── RECORDS FOR THE TASK

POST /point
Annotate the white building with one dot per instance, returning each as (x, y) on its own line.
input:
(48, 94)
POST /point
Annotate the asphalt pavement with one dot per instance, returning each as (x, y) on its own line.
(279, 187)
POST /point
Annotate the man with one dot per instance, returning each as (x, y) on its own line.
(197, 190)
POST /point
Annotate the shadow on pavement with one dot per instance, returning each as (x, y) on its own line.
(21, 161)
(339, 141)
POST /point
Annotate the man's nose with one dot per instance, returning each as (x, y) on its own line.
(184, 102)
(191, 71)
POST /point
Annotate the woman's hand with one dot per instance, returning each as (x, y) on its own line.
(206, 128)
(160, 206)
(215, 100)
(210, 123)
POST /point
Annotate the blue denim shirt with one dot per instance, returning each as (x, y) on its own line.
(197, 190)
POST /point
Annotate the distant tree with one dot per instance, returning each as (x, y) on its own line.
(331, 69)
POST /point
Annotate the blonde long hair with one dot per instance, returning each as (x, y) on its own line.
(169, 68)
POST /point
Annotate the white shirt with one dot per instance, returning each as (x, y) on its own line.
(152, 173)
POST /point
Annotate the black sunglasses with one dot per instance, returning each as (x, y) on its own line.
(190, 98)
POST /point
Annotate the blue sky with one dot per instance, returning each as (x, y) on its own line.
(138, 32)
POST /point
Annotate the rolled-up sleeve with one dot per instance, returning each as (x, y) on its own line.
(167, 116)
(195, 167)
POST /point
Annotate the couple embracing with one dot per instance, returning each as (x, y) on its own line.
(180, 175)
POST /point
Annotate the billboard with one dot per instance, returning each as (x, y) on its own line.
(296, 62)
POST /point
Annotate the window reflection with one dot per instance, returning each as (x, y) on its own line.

────

TASK ▸ Return every line of the items above that contains the string "shirt". Case counts.

COMPLETE OUTPUT ▸
Annotate the blue denim shirt with one dot per instance, returning each as (x, y) on its own line.
Annotate the white shirt with one dot per instance, returning each as (x, y) on its own line.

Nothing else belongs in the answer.